Each of the lines from the one that contains "Can you find the small wooden" to the end of the entries below should be output exactly.

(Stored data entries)
[Start of Attachment]
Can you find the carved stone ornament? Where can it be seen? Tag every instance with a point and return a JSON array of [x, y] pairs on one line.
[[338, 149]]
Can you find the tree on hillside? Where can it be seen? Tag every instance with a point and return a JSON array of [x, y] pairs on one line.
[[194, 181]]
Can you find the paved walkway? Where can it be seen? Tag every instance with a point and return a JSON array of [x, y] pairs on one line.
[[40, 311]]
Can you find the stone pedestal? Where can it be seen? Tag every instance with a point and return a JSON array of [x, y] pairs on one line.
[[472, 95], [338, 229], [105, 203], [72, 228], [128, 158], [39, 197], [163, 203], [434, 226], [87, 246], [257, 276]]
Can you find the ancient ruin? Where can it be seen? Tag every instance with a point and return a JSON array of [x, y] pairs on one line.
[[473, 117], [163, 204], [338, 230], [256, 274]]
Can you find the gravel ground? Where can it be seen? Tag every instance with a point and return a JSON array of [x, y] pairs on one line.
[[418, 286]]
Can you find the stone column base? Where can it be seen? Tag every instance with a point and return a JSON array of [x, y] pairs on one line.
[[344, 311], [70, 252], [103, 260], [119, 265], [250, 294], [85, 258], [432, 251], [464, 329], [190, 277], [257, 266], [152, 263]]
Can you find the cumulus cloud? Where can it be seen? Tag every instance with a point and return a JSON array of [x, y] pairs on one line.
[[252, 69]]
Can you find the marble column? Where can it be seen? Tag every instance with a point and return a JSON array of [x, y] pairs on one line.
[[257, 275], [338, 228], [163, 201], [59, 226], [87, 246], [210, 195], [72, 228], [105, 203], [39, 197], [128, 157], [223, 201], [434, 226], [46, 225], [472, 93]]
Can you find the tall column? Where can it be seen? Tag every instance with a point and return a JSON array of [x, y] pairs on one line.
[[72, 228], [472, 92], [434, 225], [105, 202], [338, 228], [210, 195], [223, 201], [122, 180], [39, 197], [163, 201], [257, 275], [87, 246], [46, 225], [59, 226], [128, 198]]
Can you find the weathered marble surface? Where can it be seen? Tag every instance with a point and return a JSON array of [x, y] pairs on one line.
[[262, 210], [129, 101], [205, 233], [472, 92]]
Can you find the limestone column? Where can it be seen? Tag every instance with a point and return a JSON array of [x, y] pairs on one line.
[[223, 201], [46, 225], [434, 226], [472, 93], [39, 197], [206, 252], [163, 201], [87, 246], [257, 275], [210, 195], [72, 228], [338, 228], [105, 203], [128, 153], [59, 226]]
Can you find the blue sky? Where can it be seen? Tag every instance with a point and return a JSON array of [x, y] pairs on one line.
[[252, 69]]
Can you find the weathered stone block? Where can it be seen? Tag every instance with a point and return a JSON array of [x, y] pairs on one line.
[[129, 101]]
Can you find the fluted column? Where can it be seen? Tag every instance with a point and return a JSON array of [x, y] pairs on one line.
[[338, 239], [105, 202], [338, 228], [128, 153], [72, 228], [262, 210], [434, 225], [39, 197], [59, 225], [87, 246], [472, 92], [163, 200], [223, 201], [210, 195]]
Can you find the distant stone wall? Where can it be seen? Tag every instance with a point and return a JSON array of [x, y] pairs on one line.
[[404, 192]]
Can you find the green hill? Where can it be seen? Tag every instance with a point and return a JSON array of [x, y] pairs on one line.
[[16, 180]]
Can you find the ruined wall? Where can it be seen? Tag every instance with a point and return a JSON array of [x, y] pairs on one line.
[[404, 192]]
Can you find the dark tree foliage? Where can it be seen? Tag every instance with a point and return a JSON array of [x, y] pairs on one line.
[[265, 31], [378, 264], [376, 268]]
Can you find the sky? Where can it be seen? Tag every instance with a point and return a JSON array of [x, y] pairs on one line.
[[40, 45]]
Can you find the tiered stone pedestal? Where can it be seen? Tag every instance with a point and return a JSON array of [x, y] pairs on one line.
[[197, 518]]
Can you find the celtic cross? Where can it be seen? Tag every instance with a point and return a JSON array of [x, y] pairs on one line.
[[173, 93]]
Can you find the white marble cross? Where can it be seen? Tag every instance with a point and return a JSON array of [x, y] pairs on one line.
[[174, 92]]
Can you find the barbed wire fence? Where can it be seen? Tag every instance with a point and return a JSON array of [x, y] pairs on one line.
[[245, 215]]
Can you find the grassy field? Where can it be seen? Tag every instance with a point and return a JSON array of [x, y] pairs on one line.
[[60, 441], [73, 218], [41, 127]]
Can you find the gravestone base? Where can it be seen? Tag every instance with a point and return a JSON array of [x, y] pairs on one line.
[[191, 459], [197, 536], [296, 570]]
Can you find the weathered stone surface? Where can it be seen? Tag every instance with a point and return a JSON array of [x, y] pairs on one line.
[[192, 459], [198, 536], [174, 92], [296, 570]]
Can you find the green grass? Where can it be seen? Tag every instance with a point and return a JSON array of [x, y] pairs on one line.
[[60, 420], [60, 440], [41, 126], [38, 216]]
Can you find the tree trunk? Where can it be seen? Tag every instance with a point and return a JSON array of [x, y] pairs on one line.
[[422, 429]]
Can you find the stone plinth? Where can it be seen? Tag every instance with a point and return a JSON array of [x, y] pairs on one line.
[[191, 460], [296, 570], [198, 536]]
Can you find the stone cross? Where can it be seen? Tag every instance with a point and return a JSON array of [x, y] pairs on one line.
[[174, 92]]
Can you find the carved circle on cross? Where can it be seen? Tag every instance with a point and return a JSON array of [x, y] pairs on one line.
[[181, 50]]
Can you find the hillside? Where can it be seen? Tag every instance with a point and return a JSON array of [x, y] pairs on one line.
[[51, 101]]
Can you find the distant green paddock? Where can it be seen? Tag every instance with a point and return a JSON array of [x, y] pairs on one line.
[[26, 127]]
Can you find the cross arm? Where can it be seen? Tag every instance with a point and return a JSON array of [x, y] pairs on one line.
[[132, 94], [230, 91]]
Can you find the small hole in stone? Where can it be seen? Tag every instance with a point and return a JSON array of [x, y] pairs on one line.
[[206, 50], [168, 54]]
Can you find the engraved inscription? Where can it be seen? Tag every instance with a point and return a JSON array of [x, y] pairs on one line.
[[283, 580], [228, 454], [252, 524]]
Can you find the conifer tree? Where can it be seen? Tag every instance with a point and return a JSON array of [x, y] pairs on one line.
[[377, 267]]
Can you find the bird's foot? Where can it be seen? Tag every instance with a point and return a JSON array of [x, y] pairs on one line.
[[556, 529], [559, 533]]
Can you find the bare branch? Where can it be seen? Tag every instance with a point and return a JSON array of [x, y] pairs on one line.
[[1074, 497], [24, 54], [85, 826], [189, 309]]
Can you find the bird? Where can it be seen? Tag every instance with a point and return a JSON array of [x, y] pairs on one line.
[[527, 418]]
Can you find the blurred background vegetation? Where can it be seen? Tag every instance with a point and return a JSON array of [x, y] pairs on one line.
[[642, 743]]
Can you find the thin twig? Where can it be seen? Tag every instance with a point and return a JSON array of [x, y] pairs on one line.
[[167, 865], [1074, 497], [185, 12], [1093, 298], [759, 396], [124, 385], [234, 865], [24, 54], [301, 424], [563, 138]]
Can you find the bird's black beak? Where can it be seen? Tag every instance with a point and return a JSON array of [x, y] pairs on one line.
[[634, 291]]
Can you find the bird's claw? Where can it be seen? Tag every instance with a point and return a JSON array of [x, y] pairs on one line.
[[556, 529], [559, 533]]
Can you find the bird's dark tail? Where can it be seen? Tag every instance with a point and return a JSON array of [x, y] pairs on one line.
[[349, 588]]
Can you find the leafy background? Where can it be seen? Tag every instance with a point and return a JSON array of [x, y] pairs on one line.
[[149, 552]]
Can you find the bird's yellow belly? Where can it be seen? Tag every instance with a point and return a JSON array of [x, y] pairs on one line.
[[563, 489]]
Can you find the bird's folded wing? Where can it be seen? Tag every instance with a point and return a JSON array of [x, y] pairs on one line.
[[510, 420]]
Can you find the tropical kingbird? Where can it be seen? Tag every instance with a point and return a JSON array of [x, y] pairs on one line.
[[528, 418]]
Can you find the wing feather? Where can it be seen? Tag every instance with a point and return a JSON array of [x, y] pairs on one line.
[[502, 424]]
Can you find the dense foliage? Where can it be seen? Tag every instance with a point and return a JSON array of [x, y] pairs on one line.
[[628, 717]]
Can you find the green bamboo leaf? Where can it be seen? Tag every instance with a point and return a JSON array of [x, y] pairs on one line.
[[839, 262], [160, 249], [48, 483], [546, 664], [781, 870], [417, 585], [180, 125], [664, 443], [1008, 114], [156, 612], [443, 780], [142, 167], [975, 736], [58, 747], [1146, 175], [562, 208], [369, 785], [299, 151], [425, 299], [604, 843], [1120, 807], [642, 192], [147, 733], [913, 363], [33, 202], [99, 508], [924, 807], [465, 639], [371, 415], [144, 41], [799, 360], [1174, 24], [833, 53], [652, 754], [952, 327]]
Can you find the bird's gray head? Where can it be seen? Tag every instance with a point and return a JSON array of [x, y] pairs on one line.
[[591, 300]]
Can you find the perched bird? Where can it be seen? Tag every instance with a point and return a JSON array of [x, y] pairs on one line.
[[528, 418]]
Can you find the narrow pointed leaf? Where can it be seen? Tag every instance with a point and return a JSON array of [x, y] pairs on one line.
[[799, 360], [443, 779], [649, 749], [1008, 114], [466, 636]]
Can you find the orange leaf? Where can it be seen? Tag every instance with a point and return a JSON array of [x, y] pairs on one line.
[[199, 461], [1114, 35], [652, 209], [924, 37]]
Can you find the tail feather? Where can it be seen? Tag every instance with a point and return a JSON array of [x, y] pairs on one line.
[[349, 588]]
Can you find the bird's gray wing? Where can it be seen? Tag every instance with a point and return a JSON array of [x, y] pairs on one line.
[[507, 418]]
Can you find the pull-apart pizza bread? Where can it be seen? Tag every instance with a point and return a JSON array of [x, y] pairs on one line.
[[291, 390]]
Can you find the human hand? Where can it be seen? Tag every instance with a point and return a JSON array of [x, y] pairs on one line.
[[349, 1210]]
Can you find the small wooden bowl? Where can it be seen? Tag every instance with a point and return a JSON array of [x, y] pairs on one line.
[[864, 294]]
[End of Attachment]
(YOUR RESPONSE):
Can you find the small wooden bowl? Where can it be seen? Tag every instance with a point and return a JSON array of [x, y] pairs on one line.
[[864, 294]]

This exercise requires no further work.